BEGIN RECORDS FOR THIS EXERCISE

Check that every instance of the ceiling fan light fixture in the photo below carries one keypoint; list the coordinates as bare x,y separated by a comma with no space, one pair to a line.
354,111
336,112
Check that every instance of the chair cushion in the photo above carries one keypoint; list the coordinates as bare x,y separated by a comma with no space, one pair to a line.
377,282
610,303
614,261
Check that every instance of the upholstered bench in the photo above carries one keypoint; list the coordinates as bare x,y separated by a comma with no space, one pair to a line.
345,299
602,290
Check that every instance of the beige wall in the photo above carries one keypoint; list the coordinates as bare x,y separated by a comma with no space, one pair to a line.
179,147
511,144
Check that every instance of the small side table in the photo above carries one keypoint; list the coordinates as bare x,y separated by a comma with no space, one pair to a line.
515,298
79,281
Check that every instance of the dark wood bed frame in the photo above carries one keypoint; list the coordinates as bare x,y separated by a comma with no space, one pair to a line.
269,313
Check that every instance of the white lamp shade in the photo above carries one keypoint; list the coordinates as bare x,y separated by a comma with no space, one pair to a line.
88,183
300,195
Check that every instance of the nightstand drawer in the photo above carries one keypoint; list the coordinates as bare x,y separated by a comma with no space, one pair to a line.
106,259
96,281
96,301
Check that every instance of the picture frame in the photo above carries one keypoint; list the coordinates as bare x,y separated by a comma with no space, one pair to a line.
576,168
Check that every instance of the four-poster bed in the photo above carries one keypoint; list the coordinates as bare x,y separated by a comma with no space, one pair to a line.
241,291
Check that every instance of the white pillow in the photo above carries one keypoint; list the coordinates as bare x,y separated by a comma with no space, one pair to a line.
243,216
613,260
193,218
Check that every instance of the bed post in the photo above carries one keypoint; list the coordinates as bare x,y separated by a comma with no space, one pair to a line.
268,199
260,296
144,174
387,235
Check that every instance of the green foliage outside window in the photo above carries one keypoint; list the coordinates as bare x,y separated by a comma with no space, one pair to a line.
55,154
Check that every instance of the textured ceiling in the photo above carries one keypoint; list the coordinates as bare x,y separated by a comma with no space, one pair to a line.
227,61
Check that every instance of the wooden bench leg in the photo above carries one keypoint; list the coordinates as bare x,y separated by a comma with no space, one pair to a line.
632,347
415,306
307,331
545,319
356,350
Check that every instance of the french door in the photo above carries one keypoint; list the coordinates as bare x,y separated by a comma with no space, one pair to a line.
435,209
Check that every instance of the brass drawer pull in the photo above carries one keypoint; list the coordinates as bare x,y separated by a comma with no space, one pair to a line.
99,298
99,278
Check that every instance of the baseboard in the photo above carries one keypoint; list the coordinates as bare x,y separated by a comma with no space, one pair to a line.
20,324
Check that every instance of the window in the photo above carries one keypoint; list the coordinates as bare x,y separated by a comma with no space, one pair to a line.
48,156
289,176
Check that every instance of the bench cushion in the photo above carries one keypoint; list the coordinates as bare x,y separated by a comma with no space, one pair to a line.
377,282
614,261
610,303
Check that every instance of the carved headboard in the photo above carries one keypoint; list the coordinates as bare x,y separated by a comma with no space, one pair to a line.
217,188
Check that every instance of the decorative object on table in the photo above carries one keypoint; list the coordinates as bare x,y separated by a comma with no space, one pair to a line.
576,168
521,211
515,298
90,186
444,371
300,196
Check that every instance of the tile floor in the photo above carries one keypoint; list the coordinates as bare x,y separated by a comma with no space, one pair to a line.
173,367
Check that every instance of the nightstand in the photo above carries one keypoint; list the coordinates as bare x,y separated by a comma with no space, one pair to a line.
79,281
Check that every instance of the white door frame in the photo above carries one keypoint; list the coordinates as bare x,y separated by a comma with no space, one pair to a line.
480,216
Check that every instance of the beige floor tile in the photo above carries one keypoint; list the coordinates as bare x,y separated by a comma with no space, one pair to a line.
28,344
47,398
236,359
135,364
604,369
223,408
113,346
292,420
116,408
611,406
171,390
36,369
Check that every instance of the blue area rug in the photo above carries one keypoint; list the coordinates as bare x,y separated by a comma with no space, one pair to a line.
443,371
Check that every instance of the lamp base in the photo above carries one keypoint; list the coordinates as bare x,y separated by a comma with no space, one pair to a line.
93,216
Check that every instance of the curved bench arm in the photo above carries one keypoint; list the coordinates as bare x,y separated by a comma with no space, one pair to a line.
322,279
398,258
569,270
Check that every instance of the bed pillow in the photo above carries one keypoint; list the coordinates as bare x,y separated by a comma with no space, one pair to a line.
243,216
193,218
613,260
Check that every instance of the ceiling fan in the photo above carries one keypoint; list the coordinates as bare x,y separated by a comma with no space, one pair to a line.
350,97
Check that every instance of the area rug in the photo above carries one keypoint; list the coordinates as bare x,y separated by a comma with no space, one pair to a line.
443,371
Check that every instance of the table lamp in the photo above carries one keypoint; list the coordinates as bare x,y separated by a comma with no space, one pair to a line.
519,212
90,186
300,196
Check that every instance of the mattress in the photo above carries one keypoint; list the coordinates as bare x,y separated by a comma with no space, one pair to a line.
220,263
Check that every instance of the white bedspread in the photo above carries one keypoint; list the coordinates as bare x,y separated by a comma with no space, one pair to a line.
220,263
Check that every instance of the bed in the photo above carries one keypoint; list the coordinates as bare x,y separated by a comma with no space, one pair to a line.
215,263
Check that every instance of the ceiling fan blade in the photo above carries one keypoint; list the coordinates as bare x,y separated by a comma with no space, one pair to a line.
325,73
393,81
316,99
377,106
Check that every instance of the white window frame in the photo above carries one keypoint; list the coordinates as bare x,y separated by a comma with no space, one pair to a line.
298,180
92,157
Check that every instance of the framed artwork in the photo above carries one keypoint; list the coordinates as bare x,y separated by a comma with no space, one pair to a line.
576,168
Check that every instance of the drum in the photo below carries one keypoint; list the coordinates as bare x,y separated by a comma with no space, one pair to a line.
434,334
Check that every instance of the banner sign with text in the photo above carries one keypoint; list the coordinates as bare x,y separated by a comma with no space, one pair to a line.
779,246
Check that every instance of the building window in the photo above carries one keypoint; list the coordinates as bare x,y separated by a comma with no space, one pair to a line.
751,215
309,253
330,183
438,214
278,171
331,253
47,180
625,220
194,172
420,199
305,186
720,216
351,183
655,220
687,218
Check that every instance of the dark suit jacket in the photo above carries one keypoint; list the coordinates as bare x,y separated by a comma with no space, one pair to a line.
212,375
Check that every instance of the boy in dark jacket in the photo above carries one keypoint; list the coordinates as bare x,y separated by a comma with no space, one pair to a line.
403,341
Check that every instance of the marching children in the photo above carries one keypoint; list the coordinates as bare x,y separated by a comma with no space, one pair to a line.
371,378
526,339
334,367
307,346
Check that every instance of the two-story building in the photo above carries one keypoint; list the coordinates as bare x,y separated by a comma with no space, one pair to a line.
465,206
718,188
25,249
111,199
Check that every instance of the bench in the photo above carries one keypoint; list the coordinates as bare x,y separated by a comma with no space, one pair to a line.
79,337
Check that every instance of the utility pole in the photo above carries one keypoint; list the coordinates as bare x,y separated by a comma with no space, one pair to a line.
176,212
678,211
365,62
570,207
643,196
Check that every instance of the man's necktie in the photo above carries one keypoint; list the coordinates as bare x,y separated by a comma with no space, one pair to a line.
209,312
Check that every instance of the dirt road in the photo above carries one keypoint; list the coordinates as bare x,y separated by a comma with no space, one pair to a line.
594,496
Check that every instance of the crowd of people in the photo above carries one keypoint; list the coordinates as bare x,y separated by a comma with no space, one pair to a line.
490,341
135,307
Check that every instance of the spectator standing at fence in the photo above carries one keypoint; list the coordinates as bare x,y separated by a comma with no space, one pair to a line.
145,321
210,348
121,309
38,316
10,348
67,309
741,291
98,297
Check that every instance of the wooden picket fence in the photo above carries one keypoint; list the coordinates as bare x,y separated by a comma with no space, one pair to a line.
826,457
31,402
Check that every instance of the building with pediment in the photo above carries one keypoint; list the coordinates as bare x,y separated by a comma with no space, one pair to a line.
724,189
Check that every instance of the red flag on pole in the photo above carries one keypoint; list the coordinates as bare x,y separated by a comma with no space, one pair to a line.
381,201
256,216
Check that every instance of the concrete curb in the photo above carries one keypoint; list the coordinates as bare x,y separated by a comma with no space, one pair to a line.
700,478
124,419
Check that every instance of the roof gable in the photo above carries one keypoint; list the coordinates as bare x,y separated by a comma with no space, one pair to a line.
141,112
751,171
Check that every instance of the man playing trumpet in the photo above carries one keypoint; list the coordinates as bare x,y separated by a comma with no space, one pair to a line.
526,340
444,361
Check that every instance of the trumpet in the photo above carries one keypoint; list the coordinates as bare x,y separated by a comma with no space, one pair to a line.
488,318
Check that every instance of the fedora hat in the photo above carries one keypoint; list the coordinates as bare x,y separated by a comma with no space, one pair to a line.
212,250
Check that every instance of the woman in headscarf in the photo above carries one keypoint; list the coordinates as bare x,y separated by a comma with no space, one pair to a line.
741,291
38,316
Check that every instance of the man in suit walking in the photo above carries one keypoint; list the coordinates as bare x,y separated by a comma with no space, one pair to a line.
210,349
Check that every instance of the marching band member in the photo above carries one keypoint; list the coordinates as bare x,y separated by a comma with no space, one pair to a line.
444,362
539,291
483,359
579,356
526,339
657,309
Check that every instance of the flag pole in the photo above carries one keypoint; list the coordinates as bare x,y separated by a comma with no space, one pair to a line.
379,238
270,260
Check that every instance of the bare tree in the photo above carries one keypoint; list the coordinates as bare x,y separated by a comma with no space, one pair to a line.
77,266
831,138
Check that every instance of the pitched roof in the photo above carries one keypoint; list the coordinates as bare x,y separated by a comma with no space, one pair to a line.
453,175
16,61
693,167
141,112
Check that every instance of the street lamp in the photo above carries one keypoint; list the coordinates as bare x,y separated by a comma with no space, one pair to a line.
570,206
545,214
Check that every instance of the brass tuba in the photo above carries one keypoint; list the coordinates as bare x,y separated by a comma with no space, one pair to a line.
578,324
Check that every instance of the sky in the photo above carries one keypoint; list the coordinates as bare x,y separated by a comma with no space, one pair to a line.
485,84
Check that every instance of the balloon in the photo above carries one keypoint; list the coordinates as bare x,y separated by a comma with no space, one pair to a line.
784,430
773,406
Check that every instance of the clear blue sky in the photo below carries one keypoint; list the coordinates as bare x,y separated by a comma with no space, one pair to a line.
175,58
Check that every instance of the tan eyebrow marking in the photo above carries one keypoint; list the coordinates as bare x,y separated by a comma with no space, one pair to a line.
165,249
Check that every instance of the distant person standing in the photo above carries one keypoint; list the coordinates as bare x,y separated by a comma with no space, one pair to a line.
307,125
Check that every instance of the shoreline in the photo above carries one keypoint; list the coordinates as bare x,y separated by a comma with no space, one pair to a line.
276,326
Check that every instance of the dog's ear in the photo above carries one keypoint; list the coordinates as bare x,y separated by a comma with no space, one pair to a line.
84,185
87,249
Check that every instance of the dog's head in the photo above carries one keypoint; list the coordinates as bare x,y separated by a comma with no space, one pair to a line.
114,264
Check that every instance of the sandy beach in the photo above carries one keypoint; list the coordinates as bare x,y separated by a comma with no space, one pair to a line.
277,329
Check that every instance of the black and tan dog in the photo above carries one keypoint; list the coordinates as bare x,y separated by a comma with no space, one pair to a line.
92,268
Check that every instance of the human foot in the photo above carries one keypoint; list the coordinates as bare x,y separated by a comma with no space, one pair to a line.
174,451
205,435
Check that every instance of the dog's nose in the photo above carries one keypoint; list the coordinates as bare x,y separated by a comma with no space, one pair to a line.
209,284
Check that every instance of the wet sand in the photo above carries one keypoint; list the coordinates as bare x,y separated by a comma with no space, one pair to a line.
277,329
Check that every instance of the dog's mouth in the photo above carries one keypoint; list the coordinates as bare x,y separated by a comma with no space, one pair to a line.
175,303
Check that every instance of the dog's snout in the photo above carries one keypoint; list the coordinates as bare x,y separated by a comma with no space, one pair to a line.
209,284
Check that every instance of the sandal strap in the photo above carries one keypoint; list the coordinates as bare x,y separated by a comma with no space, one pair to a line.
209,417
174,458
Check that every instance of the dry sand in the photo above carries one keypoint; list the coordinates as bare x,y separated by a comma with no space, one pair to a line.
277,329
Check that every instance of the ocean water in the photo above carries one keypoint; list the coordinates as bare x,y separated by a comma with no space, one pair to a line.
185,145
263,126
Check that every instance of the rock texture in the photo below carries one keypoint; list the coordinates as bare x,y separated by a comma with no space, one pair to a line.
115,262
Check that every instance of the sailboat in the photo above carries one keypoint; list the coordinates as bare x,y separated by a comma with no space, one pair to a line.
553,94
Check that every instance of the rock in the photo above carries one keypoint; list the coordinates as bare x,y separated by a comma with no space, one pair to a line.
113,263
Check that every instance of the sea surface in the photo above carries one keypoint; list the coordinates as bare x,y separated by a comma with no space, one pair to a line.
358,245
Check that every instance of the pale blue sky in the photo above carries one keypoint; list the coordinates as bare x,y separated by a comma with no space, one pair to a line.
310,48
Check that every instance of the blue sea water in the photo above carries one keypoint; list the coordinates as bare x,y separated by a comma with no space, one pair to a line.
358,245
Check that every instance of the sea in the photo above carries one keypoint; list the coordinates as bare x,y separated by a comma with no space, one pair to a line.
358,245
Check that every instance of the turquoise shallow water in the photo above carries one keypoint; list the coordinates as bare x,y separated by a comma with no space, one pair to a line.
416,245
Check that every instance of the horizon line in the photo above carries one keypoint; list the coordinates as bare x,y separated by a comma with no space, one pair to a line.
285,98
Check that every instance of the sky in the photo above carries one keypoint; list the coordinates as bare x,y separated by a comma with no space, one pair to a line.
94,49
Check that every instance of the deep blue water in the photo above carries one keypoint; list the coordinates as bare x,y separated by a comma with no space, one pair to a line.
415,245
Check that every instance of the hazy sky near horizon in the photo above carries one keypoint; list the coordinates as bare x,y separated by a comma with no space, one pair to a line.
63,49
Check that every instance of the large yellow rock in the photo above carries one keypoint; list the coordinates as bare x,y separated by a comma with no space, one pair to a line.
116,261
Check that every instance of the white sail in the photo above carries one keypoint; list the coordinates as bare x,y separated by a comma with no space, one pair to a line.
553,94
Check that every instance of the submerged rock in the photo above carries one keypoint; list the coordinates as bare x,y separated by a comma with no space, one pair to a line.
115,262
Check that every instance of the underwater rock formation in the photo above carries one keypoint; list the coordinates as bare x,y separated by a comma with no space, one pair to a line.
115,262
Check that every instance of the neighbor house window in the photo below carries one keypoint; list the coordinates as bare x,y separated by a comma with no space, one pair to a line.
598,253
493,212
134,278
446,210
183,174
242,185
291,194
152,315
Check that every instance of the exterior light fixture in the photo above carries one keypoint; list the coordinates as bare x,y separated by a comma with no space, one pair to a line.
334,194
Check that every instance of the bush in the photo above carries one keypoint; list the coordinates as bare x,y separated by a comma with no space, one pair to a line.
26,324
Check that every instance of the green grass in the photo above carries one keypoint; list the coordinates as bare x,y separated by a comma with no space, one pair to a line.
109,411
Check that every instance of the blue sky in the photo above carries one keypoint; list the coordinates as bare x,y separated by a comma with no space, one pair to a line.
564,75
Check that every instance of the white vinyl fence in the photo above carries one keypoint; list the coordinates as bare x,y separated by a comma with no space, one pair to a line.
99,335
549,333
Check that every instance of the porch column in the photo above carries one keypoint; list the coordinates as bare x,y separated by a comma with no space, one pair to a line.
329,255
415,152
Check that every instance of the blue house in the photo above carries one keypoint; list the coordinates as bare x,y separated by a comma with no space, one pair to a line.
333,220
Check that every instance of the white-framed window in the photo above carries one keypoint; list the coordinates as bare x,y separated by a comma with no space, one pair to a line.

END RECORDS FOR THIS EXERCISE

__WHAT TO WORK ON__. Output the line that contains "Check that every instance of the blue house", followed by every later line in the listing, with no line omitted and none added.

__EXERCISE RESULT__.
Check that every instance of the blue house in the photo above carries one keypoint; list the coordinates as bare x,y separated by a comma with no space, one pair to a line.
333,220
Check that every instance of the white-framed window in the photo above carries one keypoint; list the coordinates as bare x,y separated by a comma with no space, one pair to a line.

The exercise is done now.